[Stored dataset items]
▬▬▬▬▬▬

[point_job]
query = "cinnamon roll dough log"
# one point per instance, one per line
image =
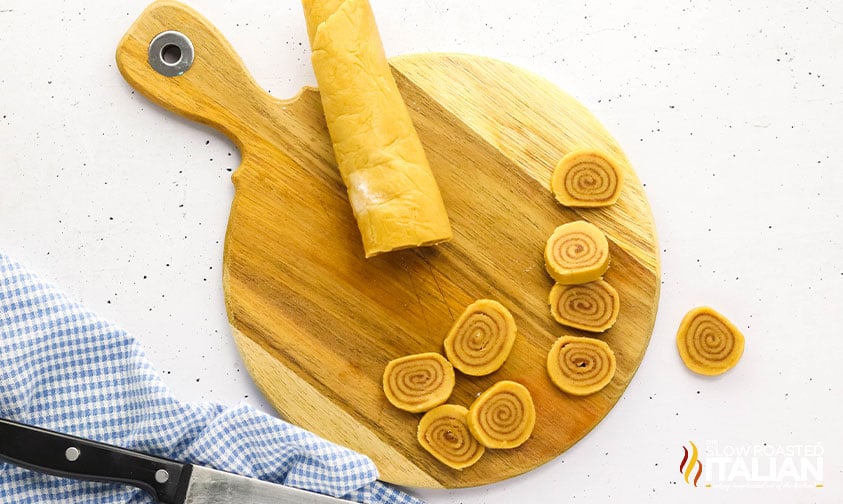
(391, 187)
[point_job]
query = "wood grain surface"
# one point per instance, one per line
(316, 322)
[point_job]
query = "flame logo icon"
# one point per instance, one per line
(686, 467)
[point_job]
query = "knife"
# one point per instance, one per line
(168, 481)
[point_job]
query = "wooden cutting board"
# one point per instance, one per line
(316, 322)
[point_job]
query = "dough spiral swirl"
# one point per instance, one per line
(503, 416)
(417, 383)
(580, 366)
(481, 339)
(586, 178)
(444, 433)
(576, 252)
(708, 343)
(593, 306)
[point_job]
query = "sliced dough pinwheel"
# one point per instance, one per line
(580, 366)
(708, 343)
(419, 382)
(444, 433)
(503, 416)
(576, 252)
(592, 306)
(587, 178)
(482, 337)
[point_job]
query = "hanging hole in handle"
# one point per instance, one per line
(170, 53)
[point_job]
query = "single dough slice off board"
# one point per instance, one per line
(316, 322)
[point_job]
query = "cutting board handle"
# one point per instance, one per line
(215, 89)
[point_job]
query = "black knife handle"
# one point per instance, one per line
(72, 457)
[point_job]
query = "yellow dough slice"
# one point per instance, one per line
(708, 343)
(481, 339)
(592, 306)
(419, 382)
(580, 366)
(576, 252)
(587, 178)
(390, 185)
(503, 416)
(444, 433)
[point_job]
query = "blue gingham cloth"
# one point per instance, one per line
(65, 369)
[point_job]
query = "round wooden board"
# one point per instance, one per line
(316, 322)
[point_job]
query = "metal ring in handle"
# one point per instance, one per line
(171, 53)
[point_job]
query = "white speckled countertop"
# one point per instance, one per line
(731, 113)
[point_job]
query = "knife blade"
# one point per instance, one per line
(168, 481)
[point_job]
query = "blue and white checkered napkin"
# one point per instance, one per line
(63, 368)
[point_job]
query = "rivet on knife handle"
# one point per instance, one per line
(72, 457)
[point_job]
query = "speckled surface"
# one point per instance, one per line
(730, 113)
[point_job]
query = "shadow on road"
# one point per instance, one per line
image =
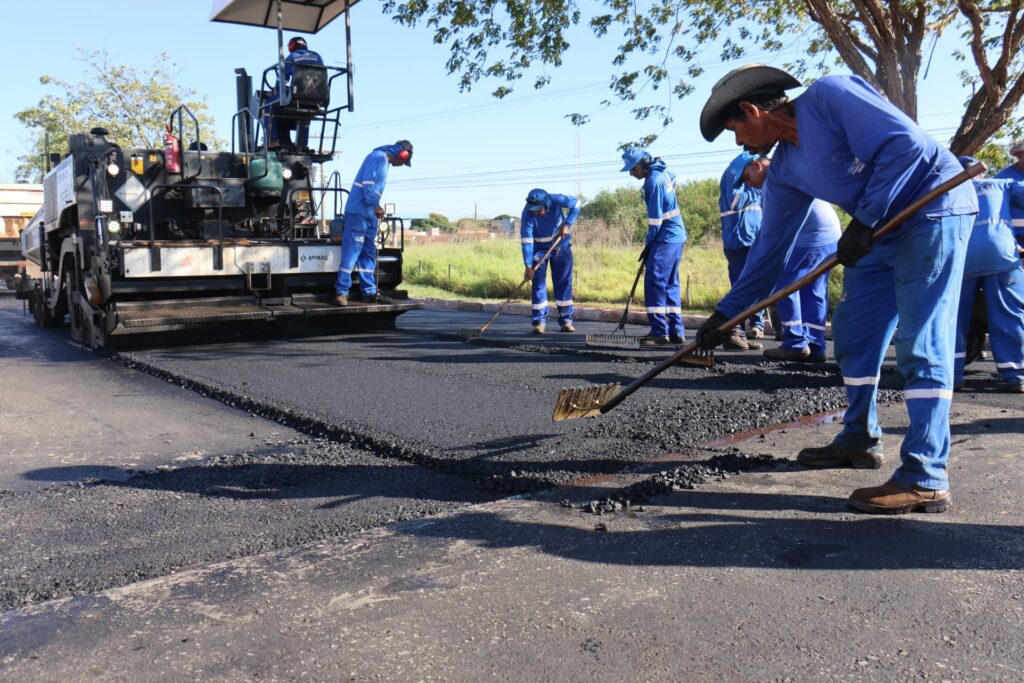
(731, 540)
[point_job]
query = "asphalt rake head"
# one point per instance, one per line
(583, 401)
(698, 357)
(612, 340)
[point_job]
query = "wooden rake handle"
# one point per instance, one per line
(516, 290)
(822, 267)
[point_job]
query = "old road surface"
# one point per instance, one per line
(398, 506)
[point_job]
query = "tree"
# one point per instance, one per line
(437, 220)
(134, 105)
(882, 41)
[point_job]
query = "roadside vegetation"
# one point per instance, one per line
(606, 242)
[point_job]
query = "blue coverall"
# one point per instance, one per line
(271, 122)
(993, 264)
(860, 153)
(537, 233)
(804, 312)
(739, 211)
(1013, 173)
(666, 237)
(358, 248)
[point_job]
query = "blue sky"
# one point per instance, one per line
(474, 154)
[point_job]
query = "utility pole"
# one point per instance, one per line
(579, 169)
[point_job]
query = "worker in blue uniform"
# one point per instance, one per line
(1016, 172)
(279, 129)
(993, 265)
(739, 212)
(841, 141)
(663, 248)
(803, 313)
(545, 218)
(363, 214)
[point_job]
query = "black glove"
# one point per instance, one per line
(854, 244)
(708, 336)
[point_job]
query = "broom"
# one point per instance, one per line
(599, 398)
(468, 334)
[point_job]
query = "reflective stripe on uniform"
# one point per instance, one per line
(928, 393)
(753, 207)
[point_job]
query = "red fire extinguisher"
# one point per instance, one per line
(172, 154)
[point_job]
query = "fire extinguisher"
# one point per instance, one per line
(172, 154)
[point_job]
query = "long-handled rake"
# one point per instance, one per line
(469, 334)
(619, 338)
(599, 398)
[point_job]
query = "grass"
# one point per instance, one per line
(492, 269)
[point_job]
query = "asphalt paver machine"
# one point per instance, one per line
(134, 241)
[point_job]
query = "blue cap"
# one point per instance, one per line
(632, 157)
(538, 199)
(967, 161)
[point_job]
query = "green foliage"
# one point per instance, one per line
(433, 220)
(994, 156)
(625, 207)
(492, 269)
(698, 204)
(660, 46)
(134, 105)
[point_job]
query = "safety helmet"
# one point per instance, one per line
(538, 199)
(634, 156)
(737, 85)
(404, 154)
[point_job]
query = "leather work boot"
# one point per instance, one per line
(781, 353)
(895, 499)
(838, 456)
(651, 340)
(737, 342)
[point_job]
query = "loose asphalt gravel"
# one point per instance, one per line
(380, 427)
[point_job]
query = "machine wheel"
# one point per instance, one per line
(41, 312)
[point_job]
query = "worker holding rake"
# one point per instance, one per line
(548, 217)
(841, 141)
(663, 249)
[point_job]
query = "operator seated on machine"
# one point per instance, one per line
(280, 127)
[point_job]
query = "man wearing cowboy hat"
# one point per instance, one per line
(841, 141)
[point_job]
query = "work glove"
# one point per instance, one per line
(708, 336)
(854, 244)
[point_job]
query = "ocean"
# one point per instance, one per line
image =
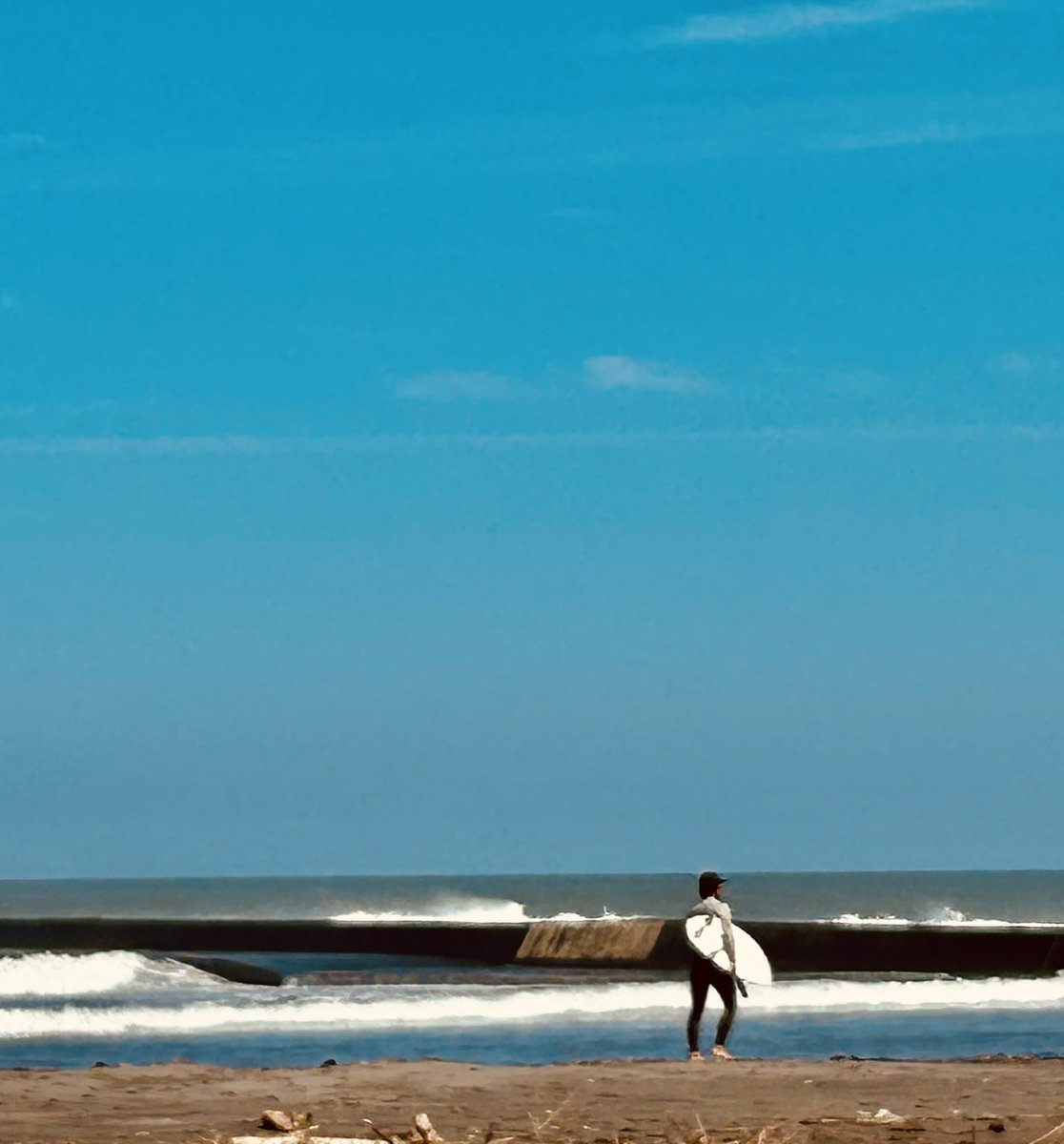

▬▬▬▬▬▬

_What you need to do:_
Whenever the string "extinguisher" turns up in a line of the data, copy that line.

_Task solution:_
query = "red fire extinguisher"
query = "fire extinguisher"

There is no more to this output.